Aim
Count how many of the lines below contain the string "wall". Reply with that number alone.
* Begin Record list *
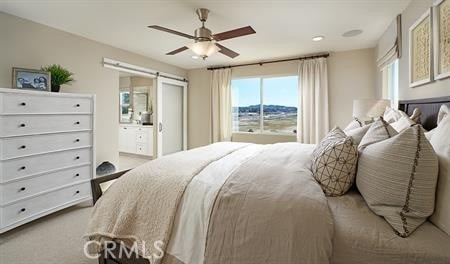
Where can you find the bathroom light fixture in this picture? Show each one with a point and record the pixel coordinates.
(318, 38)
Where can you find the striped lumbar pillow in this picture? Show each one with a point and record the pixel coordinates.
(334, 163)
(397, 178)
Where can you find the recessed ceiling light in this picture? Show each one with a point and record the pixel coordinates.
(318, 38)
(352, 33)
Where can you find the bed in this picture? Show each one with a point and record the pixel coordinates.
(227, 210)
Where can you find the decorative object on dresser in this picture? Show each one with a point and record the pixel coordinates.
(441, 39)
(37, 129)
(136, 139)
(29, 79)
(420, 71)
(59, 75)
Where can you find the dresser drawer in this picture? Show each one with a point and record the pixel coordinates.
(33, 103)
(141, 137)
(30, 145)
(29, 124)
(17, 190)
(28, 208)
(22, 167)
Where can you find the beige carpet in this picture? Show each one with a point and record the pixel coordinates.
(56, 238)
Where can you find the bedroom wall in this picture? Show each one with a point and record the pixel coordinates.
(351, 76)
(434, 89)
(26, 44)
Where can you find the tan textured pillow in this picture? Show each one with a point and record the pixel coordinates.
(378, 131)
(440, 140)
(397, 178)
(403, 123)
(334, 163)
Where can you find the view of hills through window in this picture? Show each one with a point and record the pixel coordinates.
(275, 97)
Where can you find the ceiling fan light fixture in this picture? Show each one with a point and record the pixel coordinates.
(204, 49)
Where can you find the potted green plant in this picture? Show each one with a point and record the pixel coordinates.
(59, 76)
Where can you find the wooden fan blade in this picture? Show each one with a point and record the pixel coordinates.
(172, 31)
(227, 51)
(239, 32)
(173, 52)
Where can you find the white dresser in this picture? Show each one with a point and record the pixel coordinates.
(46, 153)
(136, 139)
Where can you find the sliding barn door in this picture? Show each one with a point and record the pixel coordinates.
(171, 116)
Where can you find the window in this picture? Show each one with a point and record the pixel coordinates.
(390, 83)
(275, 97)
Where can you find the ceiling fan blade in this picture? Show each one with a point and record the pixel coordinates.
(239, 32)
(173, 52)
(172, 31)
(227, 51)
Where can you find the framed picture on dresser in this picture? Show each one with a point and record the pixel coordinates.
(420, 50)
(29, 79)
(441, 38)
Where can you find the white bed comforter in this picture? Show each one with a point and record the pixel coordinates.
(256, 204)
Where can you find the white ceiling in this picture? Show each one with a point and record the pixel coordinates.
(284, 28)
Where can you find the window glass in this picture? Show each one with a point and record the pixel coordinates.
(246, 98)
(275, 97)
(280, 97)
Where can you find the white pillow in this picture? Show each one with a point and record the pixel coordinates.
(358, 133)
(391, 115)
(443, 112)
(378, 131)
(354, 124)
(397, 178)
(440, 141)
(403, 123)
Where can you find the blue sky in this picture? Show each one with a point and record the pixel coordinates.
(277, 91)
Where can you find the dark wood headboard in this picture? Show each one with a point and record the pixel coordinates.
(429, 108)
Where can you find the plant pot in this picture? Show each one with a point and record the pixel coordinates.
(55, 88)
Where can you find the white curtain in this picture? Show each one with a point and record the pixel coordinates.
(312, 120)
(221, 123)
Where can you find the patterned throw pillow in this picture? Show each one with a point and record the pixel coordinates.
(334, 163)
(397, 179)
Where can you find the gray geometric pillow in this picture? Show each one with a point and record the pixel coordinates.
(397, 178)
(334, 163)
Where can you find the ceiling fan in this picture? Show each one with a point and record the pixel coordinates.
(205, 42)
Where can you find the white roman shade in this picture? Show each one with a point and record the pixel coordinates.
(390, 44)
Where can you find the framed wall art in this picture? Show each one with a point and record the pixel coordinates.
(420, 50)
(441, 38)
(29, 79)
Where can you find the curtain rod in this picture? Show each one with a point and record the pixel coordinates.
(272, 61)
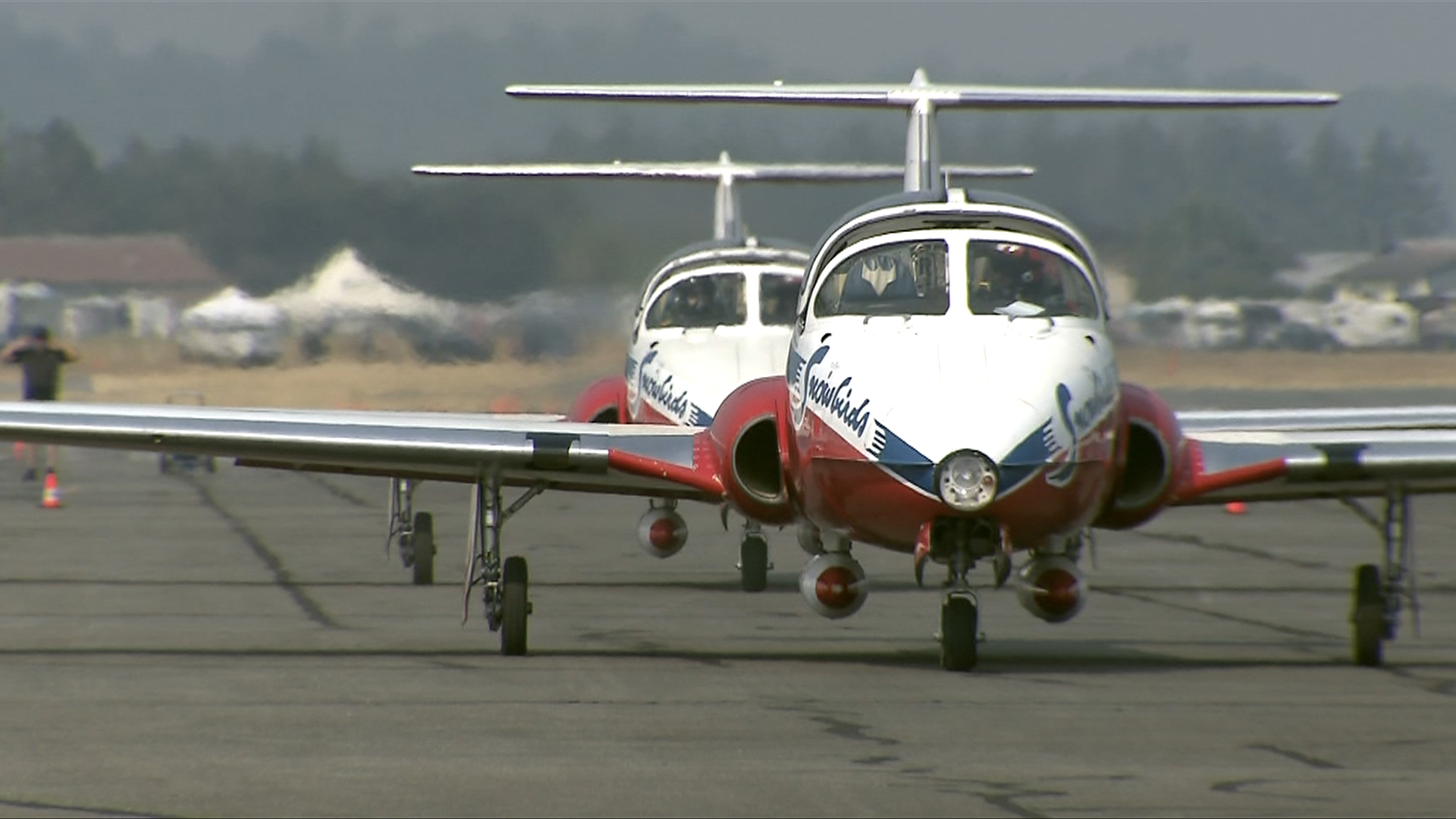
* End Record list *
Solution
2